• [Erforderliche Schritte]
a) Zitieren Sie aus dem Interview mit der Bürgermeisterin wörtlich die Passage von „Oberbürgermeisterin auf Zeit.“ bis „Gegensätze zu kaschieren.“.
b) Übertragen Sie den Satz „Ich bin bundesweit die erste Geflüchtete in diesem Amt.“ aus dem Interview mit der Bürgermeisterin ins Englische.

• [Ausgewählter Auszug]
+++++
Oberbürgermeisterin auf Zeit. Warum nicht dauerhaft? Nicht wenige haben Ihre Kandidatur für das OB-Amt erwartet.
Ich habe immer gesagt, dass ich sehr gerne Bürgermeisterin dieser Stadt, meiner Heimatstadt, bin. Ich bin bundesweit die erste Geflüchtete in diesem Amt. Das macht mich auch ein bisschen stolz. Mein Anspruch ist, diese Arbeit gut zu machen. Ich habe große Lust, den Menschen und meiner Stadt etwas zurückzugeben. Dabei bleibt es. Wer aber erwartet, dass ich als Bürgermeisterin nur repräsentative Aufgaben wahrnehme, der irrt sich. Ich werde weiter eingreifen, gerade wenn es darum geht, den Interessensausgleich in der Stadt zu organisieren, ohne Gegensätze zu kaschieren.
+++++
• [Datensätze]
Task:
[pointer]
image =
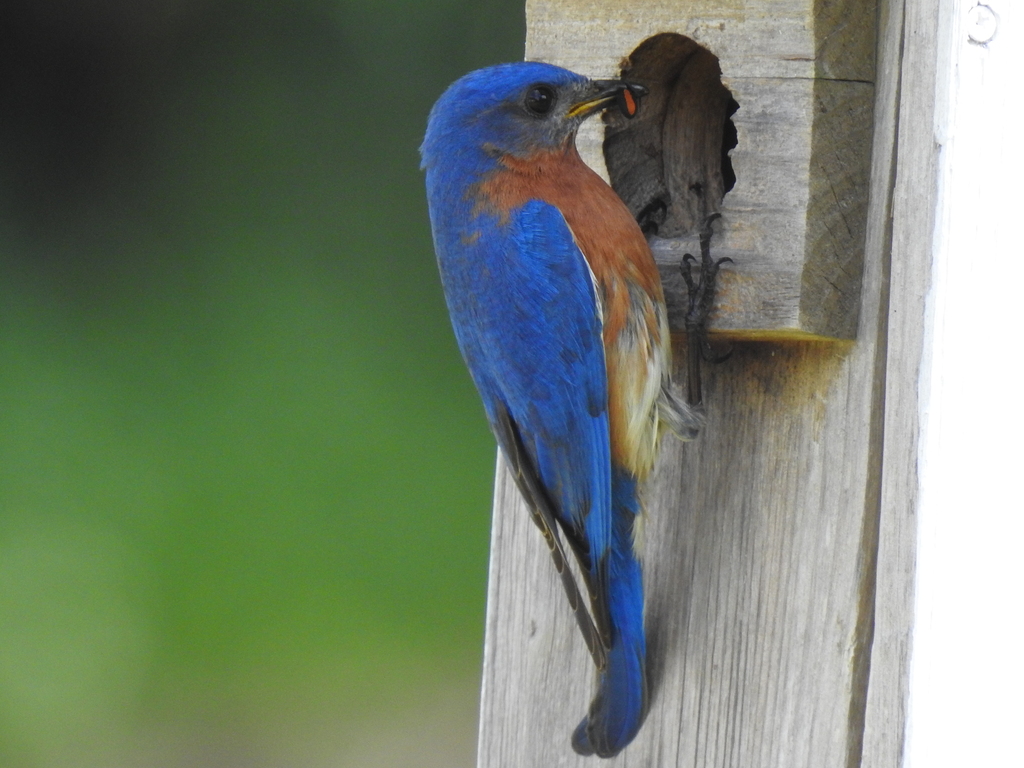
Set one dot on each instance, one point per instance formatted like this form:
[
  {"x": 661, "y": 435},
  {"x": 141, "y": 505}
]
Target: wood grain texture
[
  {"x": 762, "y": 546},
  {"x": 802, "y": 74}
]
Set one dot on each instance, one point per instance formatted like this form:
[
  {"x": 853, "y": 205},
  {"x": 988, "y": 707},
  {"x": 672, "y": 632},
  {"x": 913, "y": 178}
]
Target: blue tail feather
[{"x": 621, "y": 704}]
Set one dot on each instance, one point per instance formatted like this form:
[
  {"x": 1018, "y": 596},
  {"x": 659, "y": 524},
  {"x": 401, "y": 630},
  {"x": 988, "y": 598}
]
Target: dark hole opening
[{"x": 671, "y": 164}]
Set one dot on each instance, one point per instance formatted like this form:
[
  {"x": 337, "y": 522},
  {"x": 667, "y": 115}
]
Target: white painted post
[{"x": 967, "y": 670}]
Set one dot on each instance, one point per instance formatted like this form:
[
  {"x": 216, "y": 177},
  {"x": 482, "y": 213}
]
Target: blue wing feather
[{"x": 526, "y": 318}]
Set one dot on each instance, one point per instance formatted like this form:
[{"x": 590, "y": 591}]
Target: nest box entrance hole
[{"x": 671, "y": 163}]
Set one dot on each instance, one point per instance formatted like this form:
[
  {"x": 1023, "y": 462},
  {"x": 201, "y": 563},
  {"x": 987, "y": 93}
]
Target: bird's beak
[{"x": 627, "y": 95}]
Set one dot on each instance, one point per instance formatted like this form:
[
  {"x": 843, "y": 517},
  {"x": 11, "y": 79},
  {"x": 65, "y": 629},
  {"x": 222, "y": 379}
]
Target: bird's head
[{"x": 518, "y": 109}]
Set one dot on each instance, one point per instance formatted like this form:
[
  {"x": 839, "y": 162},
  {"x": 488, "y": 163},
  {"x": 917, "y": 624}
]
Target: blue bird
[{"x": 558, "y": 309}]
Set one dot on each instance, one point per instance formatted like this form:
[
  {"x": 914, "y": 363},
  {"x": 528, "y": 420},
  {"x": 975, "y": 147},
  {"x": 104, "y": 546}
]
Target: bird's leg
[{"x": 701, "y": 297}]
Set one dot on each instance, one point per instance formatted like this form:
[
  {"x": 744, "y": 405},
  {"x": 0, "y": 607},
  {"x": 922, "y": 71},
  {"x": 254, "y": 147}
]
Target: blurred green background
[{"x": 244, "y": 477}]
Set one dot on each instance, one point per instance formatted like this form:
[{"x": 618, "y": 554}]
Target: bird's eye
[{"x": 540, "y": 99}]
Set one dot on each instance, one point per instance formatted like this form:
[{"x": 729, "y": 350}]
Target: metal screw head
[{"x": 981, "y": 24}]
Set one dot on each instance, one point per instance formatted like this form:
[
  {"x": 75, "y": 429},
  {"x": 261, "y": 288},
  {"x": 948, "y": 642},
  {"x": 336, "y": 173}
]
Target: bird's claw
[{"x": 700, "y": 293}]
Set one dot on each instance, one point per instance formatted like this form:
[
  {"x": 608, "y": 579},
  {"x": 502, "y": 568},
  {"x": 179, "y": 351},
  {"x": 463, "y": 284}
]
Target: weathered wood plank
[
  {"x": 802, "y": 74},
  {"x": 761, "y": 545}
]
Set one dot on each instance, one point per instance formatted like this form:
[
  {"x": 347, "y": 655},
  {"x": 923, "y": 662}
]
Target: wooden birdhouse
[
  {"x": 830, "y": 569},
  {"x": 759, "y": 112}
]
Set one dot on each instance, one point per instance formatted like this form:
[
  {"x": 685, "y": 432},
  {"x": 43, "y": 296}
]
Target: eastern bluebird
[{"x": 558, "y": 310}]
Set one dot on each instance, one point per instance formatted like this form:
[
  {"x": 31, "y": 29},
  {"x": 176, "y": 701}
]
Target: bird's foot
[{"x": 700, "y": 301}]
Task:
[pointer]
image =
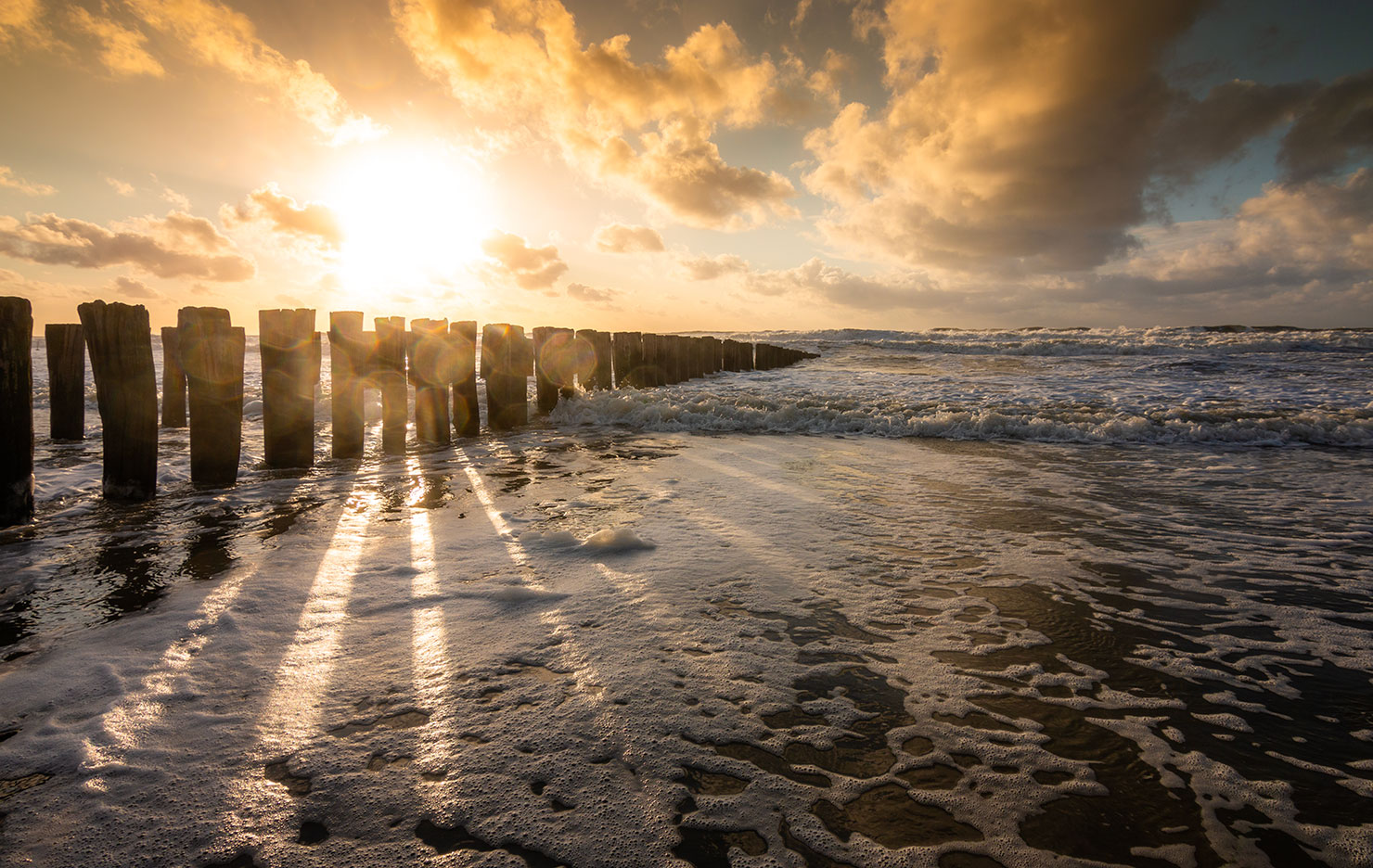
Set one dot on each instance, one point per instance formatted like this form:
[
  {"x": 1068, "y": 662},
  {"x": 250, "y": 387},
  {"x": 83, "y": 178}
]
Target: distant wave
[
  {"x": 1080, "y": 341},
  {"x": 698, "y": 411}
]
+++++
• [Lösungen]
a)
Oberbürgermeisterin auf Zeit. Warum nicht dauerhaft? Nicht wenige haben Ihre Kandidatur für das OB-Amt erwartet.
Ich habe immer gesagt, dass ich sehr gerne Bürgermeisterin dieser Stadt, meiner Heimatstadt, bin. Ich bin bundesweit die erste Geflüchtete in diesem Amt. Das macht mich auch ein bisschen stolz. Mein Anspruch ist, diese Arbeit gut zu machen. Ich habe große Lust, den Menschen und meiner Stadt etwas zurückzugeben. Dabei bleibt es. Wer aber erwartet, dass ich als Bürgermeisterin nur repräsentative Aufgaben wahrnehme, der irrt sich. Ich werde weiter eingreifen, gerade wenn es darum geht, den Interessensausgleich in der Stadt zu organisieren, ohne Gegensätze zu kaschieren.

b) I am the first refugee nationwide to hold this office.